September 4, 2019, 3:04 PM UTC

When it comes to the global waste crisis, plastic itself isn’t the culprit—it’s the lack of infrastructure to recycle it, says the CEO of one of the world’s largest plastics producers.

“I think there’s a lack of infrastructure in general to deal with the amount of waste we produce today as a society, and that’s what we’re trying to tackle,” said Jim Fitterling, chief executive of Michigan-based Dow Chemicals, which produces the petroleum-based chemicals that form the basis of plastics. “Plastics is at the tip of the spear, because this is what everyone sees or experiences.”

Speaking at Fortune’s Global Sustainability Forum in Yunnan, China, Fitterling countered the backlash against plastic, arguing it is the “most sustainable and environmentally friendly material that’s out there,” and adding that aluminum, steel, and glass all take significantly more energy to produce and recycle.

“I think what you’re dealing with is the emotional response to the plastic waste issue,” he said, adding that it was nonetheless an issue that needed to be tackled.

Wasteful systems are the bigger problem. Yet efforts to create a circular plastics economy, with less waste, have often been hamstrung by a lack of infrastructure for both collecting and processing recycled products, he said.

In the U.S., curbside recycling collection has been discontinued in many communities, and even when recycling is collected, there is frequently not enough demand for recycled plastics to make it financially worthwhile to process it.

“We have an economy where people’s waste gets collected . . . and we think it’s going to be recycled, but it’s actually not,” Fitterling said.

That’s a problem even the most committed recycling nations, like Germany, have struggled to solve. The country has near-total collection rates for some packaging, but still struggles to recycle it.

Fitterling said Dow was working to develop “circular” systems, pushing to design materials that can be easily recycled, working with local communities to incentivize collection, and creating a market for recycled plastic.

That push has come alongside the company’s increasing focus on sustainability, he said; he’s now spending “easily 25%” of his time on the issue.

Fitterling’s remarks at the forum came in marked contrast to a speech later in the day by Tony Fadell, the inventor of the iPod and founder of Nest, who argued that such an approach wasn’t enough.

“Anyone that says that plastics are a waste management problem [is] lying,” Fadell said.

■ Dataset rows:

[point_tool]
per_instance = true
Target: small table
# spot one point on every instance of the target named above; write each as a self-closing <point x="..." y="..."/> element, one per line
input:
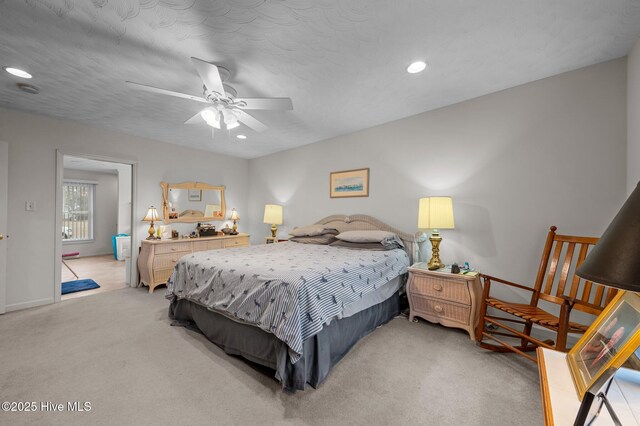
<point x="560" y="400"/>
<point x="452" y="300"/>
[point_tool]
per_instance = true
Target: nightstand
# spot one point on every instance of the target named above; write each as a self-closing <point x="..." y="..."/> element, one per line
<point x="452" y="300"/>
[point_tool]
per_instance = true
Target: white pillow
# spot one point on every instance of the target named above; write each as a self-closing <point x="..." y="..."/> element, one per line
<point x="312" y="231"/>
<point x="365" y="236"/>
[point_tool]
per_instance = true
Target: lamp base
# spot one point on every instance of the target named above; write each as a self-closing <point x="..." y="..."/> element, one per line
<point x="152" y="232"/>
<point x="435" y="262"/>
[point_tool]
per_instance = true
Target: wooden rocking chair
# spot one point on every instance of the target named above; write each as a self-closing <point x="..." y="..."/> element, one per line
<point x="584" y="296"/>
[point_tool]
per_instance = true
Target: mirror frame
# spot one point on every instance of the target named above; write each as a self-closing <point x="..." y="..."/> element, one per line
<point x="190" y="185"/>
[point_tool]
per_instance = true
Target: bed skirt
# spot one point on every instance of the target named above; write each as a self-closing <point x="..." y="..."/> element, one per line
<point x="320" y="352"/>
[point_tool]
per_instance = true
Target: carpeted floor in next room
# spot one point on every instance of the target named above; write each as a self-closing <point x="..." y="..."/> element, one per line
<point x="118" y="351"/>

■ Instruction 1:
Summarize the plastic waste article in two sentences.
■ Instruction 2:
According to the plastic waste article, how much of his time does Fitterling say he now spends on sustainability?
■ Instruction 3:
From the plastic waste article, extract the passage from "That’s a problem" to "on the issue.".

■ Task solution 1:
Dow Chemicals chief executive Jim Fitterling argued at Fortune's Global Sustainability Forum that the waste crisis comes from a lack of infrastructure to collect and recycle plastic, not from plastic itself, which he called the most sustainable material available. Later that day, Nest founder Tony Fadell countered that anyone calling plastics a waste management problem is lying.

■ Task solution 2:
Easily 25%.

■ Task solution 3:
That’s a problem even the most committed recycling nations, like Germany, have struggled to solve. The country has near-total collection rates for some packaging, but still struggles to recycle it.

Fitterling said Dow was working to develop “circular” systems, pushing to design materials that can be easily recycled, working with local communities to incentivize collection, and creating a market for recycled plastic.

That push has come alongside the company’s increasing focus on sustainability, he said; he’s now spending “easily 25%” of his time on the issue.